## START EXERCISE INPUTS

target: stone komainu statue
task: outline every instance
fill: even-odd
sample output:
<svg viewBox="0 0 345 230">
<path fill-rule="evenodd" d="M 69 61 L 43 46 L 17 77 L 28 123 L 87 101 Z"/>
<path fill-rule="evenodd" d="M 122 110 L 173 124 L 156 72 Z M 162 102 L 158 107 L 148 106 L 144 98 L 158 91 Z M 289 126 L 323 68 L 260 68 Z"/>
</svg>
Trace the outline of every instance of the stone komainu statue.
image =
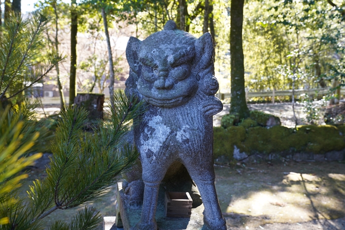
<svg viewBox="0 0 345 230">
<path fill-rule="evenodd" d="M 226 229 L 214 184 L 212 116 L 223 105 L 215 96 L 219 85 L 213 76 L 213 51 L 210 34 L 197 39 L 177 29 L 171 20 L 163 30 L 142 42 L 129 39 L 126 92 L 148 103 L 134 130 L 145 184 L 138 229 L 157 229 L 159 184 L 176 161 L 185 166 L 198 186 L 205 225 L 212 230 Z"/>
</svg>

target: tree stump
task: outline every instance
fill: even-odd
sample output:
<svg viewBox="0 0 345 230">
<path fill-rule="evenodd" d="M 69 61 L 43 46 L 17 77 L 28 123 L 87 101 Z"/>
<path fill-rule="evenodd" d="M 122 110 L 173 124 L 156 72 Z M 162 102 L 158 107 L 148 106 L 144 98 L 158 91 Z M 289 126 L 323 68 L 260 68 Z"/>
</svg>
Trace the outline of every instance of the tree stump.
<svg viewBox="0 0 345 230">
<path fill-rule="evenodd" d="M 74 104 L 88 111 L 89 119 L 102 119 L 104 98 L 104 94 L 99 93 L 78 93 L 74 99 Z"/>
</svg>

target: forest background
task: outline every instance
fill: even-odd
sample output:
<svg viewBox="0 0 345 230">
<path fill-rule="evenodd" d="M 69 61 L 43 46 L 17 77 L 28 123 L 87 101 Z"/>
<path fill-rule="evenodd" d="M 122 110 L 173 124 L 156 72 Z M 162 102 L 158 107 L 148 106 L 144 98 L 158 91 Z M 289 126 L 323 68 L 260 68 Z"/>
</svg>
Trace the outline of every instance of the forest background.
<svg viewBox="0 0 345 230">
<path fill-rule="evenodd" d="M 221 91 L 230 92 L 230 1 L 72 2 L 34 3 L 35 9 L 43 11 L 52 19 L 47 31 L 47 45 L 56 47 L 67 57 L 57 65 L 50 79 L 59 90 L 72 91 L 75 95 L 76 91 L 71 90 L 75 85 L 77 92 L 91 92 L 97 87 L 98 92 L 103 92 L 112 85 L 112 69 L 115 81 L 124 80 L 129 70 L 124 54 L 126 39 L 130 36 L 145 39 L 171 19 L 180 29 L 196 37 L 211 32 L 215 76 Z M 6 4 L 2 3 L 6 20 Z M 27 4 L 26 1 L 22 3 L 22 12 Z M 244 1 L 242 34 L 247 90 L 330 87 L 329 95 L 339 96 L 336 89 L 343 83 L 345 74 L 344 4 L 340 0 Z M 114 62 L 110 68 L 102 10 L 110 34 Z M 77 39 L 71 40 L 71 31 L 76 32 L 73 28 L 76 25 Z M 72 47 L 76 44 L 74 51 Z"/>
</svg>

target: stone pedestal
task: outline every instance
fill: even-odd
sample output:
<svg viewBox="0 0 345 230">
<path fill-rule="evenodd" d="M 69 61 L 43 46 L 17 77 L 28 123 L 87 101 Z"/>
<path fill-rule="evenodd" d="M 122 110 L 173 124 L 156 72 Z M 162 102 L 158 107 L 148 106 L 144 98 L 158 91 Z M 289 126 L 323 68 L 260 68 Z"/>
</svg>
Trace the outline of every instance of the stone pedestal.
<svg viewBox="0 0 345 230">
<path fill-rule="evenodd" d="M 116 205 L 116 225 L 123 227 L 124 230 L 132 230 L 140 220 L 142 206 L 130 207 L 127 198 L 122 187 L 122 183 L 118 183 Z M 205 229 L 203 226 L 203 205 L 192 209 L 190 218 L 173 218 L 165 216 L 164 206 L 165 189 L 159 188 L 158 202 L 156 213 L 156 220 L 159 230 L 200 230 Z M 121 219 L 121 221 L 119 221 Z"/>
</svg>

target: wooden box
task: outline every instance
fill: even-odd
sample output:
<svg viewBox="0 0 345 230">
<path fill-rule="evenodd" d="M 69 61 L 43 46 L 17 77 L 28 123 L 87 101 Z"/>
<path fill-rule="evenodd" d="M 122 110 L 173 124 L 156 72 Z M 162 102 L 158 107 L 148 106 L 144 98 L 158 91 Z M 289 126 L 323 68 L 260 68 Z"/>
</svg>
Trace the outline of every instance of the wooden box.
<svg viewBox="0 0 345 230">
<path fill-rule="evenodd" d="M 188 192 L 165 191 L 164 207 L 167 217 L 190 217 L 193 200 Z"/>
</svg>

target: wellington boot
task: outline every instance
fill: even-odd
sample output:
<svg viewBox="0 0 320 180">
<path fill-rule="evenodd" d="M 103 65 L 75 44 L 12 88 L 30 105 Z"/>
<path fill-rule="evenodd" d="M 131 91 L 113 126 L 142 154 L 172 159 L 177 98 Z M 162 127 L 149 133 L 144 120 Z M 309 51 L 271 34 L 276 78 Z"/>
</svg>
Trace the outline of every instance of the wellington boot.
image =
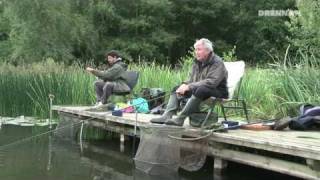
<svg viewBox="0 0 320 180">
<path fill-rule="evenodd" d="M 177 94 L 175 93 L 171 94 L 167 104 L 167 108 L 164 111 L 163 115 L 161 117 L 151 119 L 150 122 L 157 123 L 157 124 L 165 123 L 168 119 L 171 119 L 172 116 L 176 114 L 176 111 L 178 109 L 178 104 L 179 104 L 179 101 L 178 101 Z"/>
</svg>

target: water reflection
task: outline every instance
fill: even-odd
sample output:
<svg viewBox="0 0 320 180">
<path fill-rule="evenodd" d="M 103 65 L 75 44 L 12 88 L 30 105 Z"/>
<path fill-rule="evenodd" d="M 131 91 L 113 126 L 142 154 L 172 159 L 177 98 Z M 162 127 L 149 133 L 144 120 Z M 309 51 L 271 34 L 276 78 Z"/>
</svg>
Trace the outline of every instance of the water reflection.
<svg viewBox="0 0 320 180">
<path fill-rule="evenodd" d="M 73 129 L 74 130 L 74 129 Z M 198 173 L 179 170 L 175 174 L 150 176 L 135 170 L 132 159 L 132 140 L 125 141 L 120 151 L 120 138 L 83 141 L 82 151 L 79 139 L 61 139 L 57 134 L 46 134 L 10 146 L 6 144 L 19 141 L 48 131 L 47 127 L 2 126 L 0 129 L 0 179 L 5 180 L 212 180 L 212 162 Z M 286 179 L 267 173 L 254 176 L 241 172 L 238 167 L 227 172 L 223 180 Z M 264 178 L 261 178 L 261 174 Z M 270 175 L 271 174 L 271 175 Z M 221 177 L 215 177 L 215 180 Z M 293 178 L 290 178 L 293 179 Z"/>
</svg>

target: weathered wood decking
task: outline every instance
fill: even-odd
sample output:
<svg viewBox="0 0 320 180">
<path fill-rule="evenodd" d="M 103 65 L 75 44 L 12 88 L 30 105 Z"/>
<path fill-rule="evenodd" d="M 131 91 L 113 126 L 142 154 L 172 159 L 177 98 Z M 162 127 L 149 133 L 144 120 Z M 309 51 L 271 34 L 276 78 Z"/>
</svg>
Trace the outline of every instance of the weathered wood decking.
<svg viewBox="0 0 320 180">
<path fill-rule="evenodd" d="M 61 116 L 70 120 L 84 120 L 86 124 L 133 135 L 134 126 L 149 124 L 154 115 L 124 114 L 88 111 L 90 107 L 54 106 Z M 185 125 L 190 134 L 197 129 Z M 213 133 L 208 155 L 215 158 L 215 169 L 235 161 L 259 168 L 277 171 L 304 179 L 320 179 L 320 132 L 229 130 Z"/>
</svg>

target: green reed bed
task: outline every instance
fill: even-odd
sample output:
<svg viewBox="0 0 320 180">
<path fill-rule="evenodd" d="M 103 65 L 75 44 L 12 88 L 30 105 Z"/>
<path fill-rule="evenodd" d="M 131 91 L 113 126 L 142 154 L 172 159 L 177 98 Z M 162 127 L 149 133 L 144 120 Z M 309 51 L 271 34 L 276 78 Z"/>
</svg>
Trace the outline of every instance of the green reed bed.
<svg viewBox="0 0 320 180">
<path fill-rule="evenodd" d="M 192 62 L 183 60 L 179 68 L 140 63 L 130 69 L 140 72 L 135 93 L 144 87 L 170 91 L 186 79 Z M 303 103 L 320 103 L 318 65 L 247 68 L 240 96 L 249 106 L 251 119 L 296 115 Z M 95 78 L 79 65 L 64 66 L 50 61 L 28 66 L 0 65 L 0 116 L 36 115 L 47 117 L 49 94 L 57 105 L 89 105 L 95 101 Z"/>
<path fill-rule="evenodd" d="M 55 96 L 54 104 L 88 104 L 94 99 L 94 77 L 77 65 L 50 61 L 18 67 L 1 64 L 0 76 L 0 116 L 47 117 L 49 94 Z"/>
</svg>

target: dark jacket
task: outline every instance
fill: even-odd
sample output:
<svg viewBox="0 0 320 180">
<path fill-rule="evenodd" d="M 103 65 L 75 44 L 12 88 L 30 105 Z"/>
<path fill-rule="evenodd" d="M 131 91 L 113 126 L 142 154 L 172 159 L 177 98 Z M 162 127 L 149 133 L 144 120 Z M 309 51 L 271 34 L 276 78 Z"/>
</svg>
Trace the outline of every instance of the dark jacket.
<svg viewBox="0 0 320 180">
<path fill-rule="evenodd" d="M 114 92 L 128 92 L 130 87 L 127 84 L 126 71 L 128 65 L 121 60 L 116 61 L 105 71 L 94 70 L 92 73 L 104 82 L 113 82 Z"/>
<path fill-rule="evenodd" d="M 189 80 L 185 83 L 190 89 L 206 86 L 219 90 L 224 97 L 228 97 L 227 87 L 228 71 L 222 59 L 216 55 L 210 55 L 206 61 L 194 60 Z"/>
</svg>

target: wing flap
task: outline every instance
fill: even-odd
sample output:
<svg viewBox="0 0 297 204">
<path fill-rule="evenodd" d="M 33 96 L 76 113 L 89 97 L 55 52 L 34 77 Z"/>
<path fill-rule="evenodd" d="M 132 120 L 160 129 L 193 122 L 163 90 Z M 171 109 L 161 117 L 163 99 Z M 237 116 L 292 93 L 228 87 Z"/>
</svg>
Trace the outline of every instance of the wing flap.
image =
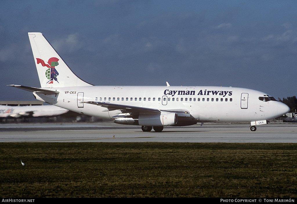
<svg viewBox="0 0 297 204">
<path fill-rule="evenodd" d="M 160 113 L 161 111 L 166 111 L 176 113 L 177 114 L 178 116 L 179 116 L 190 117 L 190 116 L 189 112 L 188 111 L 185 110 L 180 109 L 159 110 L 159 109 L 149 108 L 145 108 L 115 103 L 104 103 L 104 102 L 97 102 L 97 101 L 85 101 L 83 103 L 89 104 L 100 106 L 102 107 L 106 108 L 106 109 L 103 111 L 110 111 L 116 110 L 118 110 L 121 111 L 122 113 L 128 113 L 135 112 L 155 113 Z"/>
<path fill-rule="evenodd" d="M 103 111 L 110 111 L 116 110 L 119 110 L 121 111 L 123 113 L 127 113 L 132 112 L 143 111 L 160 113 L 161 111 L 158 109 L 144 108 L 132 106 L 120 105 L 115 103 L 104 103 L 103 102 L 97 102 L 96 101 L 85 101 L 83 103 L 92 104 L 93 105 L 100 106 L 102 107 L 107 108 L 106 110 Z"/>
</svg>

## END EXERCISE INPUTS

- WHAT IS EXPECTED: Count the lines of the data that contain the word "wooden". Give only the number.

- RESPONSE TO THE EXERCISE: 2